* _Goal_: Retype only what runs from the line that contains "Mark a point on each instance of the white cloud" through the last line of the listing below, both lines included.

[Data listing]

┄┄┄┄┄┄

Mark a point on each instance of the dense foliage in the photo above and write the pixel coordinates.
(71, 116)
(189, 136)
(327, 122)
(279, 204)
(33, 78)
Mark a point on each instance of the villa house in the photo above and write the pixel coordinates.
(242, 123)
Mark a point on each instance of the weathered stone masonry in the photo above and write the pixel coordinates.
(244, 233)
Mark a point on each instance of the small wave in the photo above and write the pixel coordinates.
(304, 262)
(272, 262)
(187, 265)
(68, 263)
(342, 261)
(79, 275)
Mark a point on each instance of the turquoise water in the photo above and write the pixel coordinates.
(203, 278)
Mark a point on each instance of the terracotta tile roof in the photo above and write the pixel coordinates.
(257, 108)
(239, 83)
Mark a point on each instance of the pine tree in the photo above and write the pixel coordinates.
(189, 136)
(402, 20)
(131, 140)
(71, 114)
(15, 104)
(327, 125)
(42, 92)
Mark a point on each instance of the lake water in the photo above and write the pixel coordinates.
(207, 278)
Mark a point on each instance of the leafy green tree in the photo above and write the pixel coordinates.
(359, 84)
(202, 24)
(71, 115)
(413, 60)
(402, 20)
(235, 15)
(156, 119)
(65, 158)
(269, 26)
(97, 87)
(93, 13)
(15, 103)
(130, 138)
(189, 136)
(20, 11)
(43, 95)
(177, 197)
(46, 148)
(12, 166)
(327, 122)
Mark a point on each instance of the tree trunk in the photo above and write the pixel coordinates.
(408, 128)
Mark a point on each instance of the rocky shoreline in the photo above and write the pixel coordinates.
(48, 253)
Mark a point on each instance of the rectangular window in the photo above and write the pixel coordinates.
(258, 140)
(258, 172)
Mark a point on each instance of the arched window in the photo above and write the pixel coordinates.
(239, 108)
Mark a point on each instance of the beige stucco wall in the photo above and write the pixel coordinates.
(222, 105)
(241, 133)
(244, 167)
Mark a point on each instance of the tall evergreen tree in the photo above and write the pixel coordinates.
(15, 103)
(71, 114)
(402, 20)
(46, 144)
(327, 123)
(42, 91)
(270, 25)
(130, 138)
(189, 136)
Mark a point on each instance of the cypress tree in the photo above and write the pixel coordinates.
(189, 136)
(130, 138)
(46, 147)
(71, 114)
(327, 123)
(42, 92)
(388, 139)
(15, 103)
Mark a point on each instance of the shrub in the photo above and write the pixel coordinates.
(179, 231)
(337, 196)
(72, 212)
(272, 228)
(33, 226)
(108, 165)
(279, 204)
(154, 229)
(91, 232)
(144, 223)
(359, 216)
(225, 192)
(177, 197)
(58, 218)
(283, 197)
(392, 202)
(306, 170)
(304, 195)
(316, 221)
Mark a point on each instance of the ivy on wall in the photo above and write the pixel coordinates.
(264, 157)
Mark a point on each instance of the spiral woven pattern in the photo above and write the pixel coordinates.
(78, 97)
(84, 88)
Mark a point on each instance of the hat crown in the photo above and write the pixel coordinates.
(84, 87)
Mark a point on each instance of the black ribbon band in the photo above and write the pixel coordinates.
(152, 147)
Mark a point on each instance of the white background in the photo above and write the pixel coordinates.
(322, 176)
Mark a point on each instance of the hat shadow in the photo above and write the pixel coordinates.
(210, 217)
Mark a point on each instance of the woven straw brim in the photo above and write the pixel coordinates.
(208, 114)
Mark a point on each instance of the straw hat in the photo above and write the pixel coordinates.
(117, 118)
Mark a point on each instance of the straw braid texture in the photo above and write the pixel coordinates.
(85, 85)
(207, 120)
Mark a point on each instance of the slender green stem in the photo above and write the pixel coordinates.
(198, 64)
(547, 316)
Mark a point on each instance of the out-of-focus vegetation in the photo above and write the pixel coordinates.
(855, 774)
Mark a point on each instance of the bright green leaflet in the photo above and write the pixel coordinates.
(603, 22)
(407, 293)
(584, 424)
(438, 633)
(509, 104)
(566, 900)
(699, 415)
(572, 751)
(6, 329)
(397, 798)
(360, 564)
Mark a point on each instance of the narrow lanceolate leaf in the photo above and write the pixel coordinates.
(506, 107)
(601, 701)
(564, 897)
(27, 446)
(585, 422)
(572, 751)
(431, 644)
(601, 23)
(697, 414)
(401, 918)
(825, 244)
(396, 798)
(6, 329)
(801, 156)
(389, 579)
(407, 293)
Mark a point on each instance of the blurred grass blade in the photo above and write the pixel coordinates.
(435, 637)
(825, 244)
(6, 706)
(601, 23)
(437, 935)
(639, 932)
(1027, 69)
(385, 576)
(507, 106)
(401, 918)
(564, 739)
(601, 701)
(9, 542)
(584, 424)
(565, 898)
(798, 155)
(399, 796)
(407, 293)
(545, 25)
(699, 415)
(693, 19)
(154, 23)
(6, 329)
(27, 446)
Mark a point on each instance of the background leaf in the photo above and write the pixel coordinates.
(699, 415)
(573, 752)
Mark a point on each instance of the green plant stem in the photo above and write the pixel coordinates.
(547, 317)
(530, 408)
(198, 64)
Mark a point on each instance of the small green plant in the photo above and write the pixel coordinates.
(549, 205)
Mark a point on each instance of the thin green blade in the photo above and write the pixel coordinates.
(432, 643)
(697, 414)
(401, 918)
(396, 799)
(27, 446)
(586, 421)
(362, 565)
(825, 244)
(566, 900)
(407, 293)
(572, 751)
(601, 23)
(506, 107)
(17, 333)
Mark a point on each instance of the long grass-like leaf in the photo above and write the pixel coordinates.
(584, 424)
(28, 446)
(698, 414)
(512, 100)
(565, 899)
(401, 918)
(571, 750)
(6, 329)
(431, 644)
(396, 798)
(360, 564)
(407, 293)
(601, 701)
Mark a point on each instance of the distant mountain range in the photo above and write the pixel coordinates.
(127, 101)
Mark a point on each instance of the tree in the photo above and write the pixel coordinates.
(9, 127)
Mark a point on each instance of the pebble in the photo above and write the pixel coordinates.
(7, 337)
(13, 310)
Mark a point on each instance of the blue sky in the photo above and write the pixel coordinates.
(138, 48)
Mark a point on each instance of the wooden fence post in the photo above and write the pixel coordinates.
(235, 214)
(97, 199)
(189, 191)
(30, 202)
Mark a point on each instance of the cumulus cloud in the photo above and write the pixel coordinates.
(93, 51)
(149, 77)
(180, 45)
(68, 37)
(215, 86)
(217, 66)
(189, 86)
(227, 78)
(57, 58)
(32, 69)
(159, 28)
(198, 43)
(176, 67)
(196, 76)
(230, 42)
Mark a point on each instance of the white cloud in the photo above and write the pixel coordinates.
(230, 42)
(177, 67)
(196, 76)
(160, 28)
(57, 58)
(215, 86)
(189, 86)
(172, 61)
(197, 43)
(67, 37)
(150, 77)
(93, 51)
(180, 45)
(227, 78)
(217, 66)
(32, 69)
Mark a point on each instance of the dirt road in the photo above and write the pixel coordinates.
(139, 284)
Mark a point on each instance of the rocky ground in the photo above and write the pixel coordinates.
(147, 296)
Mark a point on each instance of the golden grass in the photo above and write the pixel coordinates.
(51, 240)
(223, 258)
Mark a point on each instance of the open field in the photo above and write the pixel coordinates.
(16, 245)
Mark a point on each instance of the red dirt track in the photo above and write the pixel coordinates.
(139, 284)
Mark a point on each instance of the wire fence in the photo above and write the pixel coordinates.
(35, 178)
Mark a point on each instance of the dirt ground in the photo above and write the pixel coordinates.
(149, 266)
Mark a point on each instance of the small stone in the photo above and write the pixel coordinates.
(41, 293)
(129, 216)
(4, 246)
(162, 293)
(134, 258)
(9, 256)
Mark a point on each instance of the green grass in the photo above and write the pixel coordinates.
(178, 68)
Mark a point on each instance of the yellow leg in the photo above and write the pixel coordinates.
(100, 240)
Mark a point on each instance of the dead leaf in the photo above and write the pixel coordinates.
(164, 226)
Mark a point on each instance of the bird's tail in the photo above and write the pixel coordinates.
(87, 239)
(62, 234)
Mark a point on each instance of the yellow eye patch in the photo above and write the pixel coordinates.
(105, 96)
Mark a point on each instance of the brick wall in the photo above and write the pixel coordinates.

┄┄┄┄┄┄

* _Complete answer_:
Mark a point on each instance of the white cloud in the photo above and write the pixel coordinates.
(230, 42)
(177, 67)
(196, 76)
(160, 28)
(57, 58)
(215, 86)
(189, 86)
(172, 61)
(197, 43)
(67, 37)
(150, 77)
(93, 51)
(180, 45)
(227, 78)
(217, 66)
(32, 69)
Mark a point on each instance of the dirt road in the photo above and write the pixel coordinates.
(139, 284)
Mark a point on each instance of the rocky ground in the photo above and write the pixel coordinates.
(147, 296)
Mark a point on each instance of the golden grass in the photo above and write the pixel coordinates.
(51, 240)
(223, 258)
Mark a point on each instance of the open field in the photo above and write the pixel coordinates.
(16, 245)
Mark a point on each instance of the red dirt track in the photo above and write the pixel coordinates.
(139, 284)
Mark a point on each instance of the wire fence in the photo above and write the pixel coordinates.
(35, 178)
Mark a point on each instance of the dirt ground in the photo above and write the pixel coordinates.
(149, 266)
Mark a point on each instance of the small stone in the photo above and write the pixel coordinates.
(41, 293)
(129, 216)
(4, 246)
(162, 293)
(134, 258)
(9, 256)
Mark a point on each instance of the green grass in the photo above and write the pixel coordinates.
(178, 68)
Mark a point on each instance of the yellow leg in the photo above and write the pixel coordinates.
(100, 240)
Mark a point on each instance of the dead leaf in the photo above and write the pixel coordinates.
(164, 226)
Mark a point on each instance of the bird's tail in the photo above and write the pixel coordinates.
(87, 239)
(62, 234)
Mark a point on each instance of the yellow eye patch in the photo above and write the pixel coordinates.
(105, 96)
Mark a point on each instance of the brick wall in the photo above and write the pixel coordinates.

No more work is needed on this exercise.